What the exercise asks:
Return every entry exactly.
** Start Data for this task **
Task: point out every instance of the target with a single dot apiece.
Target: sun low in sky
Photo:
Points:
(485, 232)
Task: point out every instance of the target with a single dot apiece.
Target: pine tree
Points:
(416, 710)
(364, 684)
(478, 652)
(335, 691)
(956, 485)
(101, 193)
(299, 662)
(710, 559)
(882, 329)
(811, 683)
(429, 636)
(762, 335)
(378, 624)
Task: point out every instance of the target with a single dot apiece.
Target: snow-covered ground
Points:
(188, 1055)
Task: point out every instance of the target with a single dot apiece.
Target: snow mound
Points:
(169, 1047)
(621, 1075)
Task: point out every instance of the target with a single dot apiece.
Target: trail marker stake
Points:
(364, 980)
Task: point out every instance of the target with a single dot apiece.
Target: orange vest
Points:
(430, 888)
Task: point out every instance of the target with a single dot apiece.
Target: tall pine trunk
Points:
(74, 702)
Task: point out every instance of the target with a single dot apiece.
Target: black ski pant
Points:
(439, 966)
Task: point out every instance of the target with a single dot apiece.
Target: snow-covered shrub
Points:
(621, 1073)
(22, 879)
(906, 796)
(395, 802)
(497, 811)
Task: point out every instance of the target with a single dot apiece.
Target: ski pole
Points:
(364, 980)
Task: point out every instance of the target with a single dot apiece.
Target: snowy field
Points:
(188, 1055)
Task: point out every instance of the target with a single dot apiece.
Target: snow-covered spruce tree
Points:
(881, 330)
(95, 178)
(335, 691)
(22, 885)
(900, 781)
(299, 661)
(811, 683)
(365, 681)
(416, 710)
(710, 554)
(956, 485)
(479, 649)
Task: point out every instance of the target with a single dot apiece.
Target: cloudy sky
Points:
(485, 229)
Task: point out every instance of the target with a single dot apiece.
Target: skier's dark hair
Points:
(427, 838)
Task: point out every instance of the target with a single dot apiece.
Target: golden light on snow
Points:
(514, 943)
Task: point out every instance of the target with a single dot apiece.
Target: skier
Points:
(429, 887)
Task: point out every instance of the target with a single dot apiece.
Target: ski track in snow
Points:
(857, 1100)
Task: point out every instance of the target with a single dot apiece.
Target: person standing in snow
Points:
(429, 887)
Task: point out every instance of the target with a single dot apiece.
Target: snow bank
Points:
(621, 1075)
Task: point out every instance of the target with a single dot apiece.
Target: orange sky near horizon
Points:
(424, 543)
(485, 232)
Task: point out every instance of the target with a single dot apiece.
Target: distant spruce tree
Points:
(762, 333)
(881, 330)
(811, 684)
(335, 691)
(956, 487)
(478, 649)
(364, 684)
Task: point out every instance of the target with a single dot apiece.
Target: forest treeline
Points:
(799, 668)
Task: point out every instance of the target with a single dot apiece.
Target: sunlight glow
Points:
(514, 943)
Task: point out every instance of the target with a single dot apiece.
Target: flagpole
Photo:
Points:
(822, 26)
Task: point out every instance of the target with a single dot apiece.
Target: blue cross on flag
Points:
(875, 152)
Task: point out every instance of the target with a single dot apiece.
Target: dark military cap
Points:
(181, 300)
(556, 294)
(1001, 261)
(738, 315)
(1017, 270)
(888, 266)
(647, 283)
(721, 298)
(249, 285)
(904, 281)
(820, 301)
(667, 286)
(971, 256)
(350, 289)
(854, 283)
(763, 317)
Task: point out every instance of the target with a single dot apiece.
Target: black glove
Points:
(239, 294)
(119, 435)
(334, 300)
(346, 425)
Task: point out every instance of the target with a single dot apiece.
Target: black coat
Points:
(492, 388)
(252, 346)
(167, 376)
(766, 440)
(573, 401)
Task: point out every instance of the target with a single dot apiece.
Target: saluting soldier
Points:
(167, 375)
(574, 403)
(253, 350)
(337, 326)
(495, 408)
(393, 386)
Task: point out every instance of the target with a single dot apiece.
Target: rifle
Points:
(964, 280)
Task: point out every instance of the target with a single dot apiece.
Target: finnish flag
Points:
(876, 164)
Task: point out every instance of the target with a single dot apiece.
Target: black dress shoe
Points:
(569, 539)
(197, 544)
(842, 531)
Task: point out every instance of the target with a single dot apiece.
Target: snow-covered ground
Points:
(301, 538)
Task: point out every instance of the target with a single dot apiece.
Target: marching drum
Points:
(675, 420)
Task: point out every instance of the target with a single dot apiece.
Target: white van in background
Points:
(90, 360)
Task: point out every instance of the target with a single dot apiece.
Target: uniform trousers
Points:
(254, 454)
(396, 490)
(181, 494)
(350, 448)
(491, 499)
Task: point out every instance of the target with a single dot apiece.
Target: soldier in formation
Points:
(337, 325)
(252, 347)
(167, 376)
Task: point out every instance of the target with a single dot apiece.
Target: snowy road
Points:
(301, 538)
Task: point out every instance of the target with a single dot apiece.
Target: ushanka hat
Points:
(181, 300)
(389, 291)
** End Data for this task **
Exercise solution:
Task: point out every instance of the target with a single dot apiece.
Target: sun low in sky
Photo:
Points:
(485, 232)
Task: point out every instance of the target with a single dot apiece.
Target: pine tree
Points:
(416, 710)
(364, 684)
(478, 652)
(335, 691)
(956, 485)
(101, 193)
(299, 662)
(710, 559)
(882, 329)
(811, 683)
(429, 636)
(762, 335)
(378, 624)
Task: point out every instance of the target with a single dot apiece.
Target: snow-covered ground
Points:
(188, 1055)
Task: point out every instance of the target with a single dot apiece.
Target: snow mound
Points:
(169, 1047)
(621, 1075)
Task: point out every instance of the target with a single dot apiece.
Target: trail marker stake
Points:
(364, 980)
Task: point out every instance of the target with a single dot apiece.
Target: orange vest
Points:
(430, 888)
Task: point out every instance of the target with a single dot apiece.
Target: tall pine trunk
Points:
(74, 702)
Task: point out every instance of the target with a single dot apiece.
Target: black ski pant
Points:
(439, 966)
Task: point out every instance of the target with a single dot apiece.
Target: snow-covered shrub
Points:
(621, 1073)
(22, 879)
(906, 796)
(395, 802)
(497, 811)
Task: point out every instance of the target with a single dot apiece.
Target: ski pole
Points:
(364, 980)
Task: point out every instance of the target with a single dot apiece.
Target: snowy field
Points:
(188, 1055)
Task: point out every instance of the target with a single dot apiece.
Target: snow-covered spruce tree
Points:
(881, 330)
(95, 178)
(335, 691)
(22, 885)
(900, 781)
(299, 661)
(811, 683)
(365, 681)
(416, 710)
(710, 554)
(956, 485)
(479, 649)
Task: point out every instance of the target with a single dot apiece.
Target: cloudy sky
Points:
(485, 229)
Task: point out every instance of the target with a single dot apiece.
Target: skier's dark hair
Points:
(427, 838)
Task: point out every instance of the target with a single dot apiece.
Target: golden light on snow
Points:
(514, 943)
Task: point out every instance of the target with a single dot apiece.
Target: skier
Points:
(429, 887)
Task: point out every instance of the target with a single dot apiece.
Target: ski track in snow
Points:
(857, 1100)
Task: point out every instance of the target with a single dot apiece.
Target: person standing in snow
Points:
(429, 887)
Task: point out every instance of the target with a single dot apiece.
Target: snow bank
Points:
(621, 1075)
Task: point out every instance of the target with a single dot apiece.
Target: orange sky near horizon
Points:
(424, 543)
(485, 232)
Task: point out every instance of the target with a single dot apiece.
Target: distant spruce tree
Points:
(762, 333)
(881, 330)
(811, 684)
(335, 691)
(956, 487)
(478, 649)
(364, 684)
Task: point out every instance of the target with a single dot apiece.
Target: forest treeline
Points:
(799, 668)
Task: point out every instance of the target with a single dot apiece.
Target: sunlight glow
Points:
(514, 943)
Task: point out every instance of the target with a single dot apiece.
Target: flagpole
Photo:
Points:
(822, 26)
Task: point out every instance of the target with a single dot apiece.
Target: blue cross on flag
Points:
(875, 152)
Task: point out every instance of the target with a single dot apiece.
Target: dark military cap
Points:
(181, 300)
(556, 294)
(1001, 261)
(738, 315)
(1017, 270)
(888, 266)
(647, 283)
(721, 298)
(249, 285)
(904, 281)
(820, 301)
(667, 286)
(971, 256)
(350, 289)
(854, 283)
(763, 317)
Task: point out every instance of the target with a single dot apiece.
Target: black glove
Points:
(239, 294)
(119, 435)
(334, 300)
(346, 425)
Task: point out every instance of the target with a single dot apiece.
Target: black coat
Points:
(492, 388)
(252, 346)
(167, 376)
(766, 440)
(573, 401)
Task: point out every instance of the target with a single dot apiece.
Target: saluting soldier
Points:
(167, 375)
(574, 403)
(253, 350)
(337, 326)
(495, 408)
(393, 386)
Task: point out every instance of the target with a single dot apiece.
Target: rifle
Points:
(964, 280)
Task: point out every instance of the target with a single dot apiece.
Target: finnish flag
Points:
(876, 164)
Task: point out every instance of the target with a single dot apiece.
Target: black dress shoe
Points:
(569, 539)
(197, 544)
(842, 531)
Task: point out every instance of the target with a single dot apiece.
Target: snow-covered ground
Points:
(301, 538)
Task: point out every instance of the target with a single dot apiece.
Target: marching drum
Points:
(675, 420)
Task: point out every instance of the target with a single dot apiece.
Target: white van in background
Points:
(90, 360)
Task: point out every instance of the target with a single dot apiece.
Target: uniform trousers
Points:
(254, 454)
(396, 490)
(181, 494)
(350, 448)
(491, 499)
Task: point out every instance of the target with a single dot apiece.
Target: soldier in formation
Points:
(337, 325)
(252, 347)
(167, 376)
Task: point out every instance of the target with a single dot apiece.
Target: snowy road
Points:
(301, 538)
Task: point out every instance of the target with a single dot apiece.
Target: ushanka hat
Points:
(181, 300)
(389, 291)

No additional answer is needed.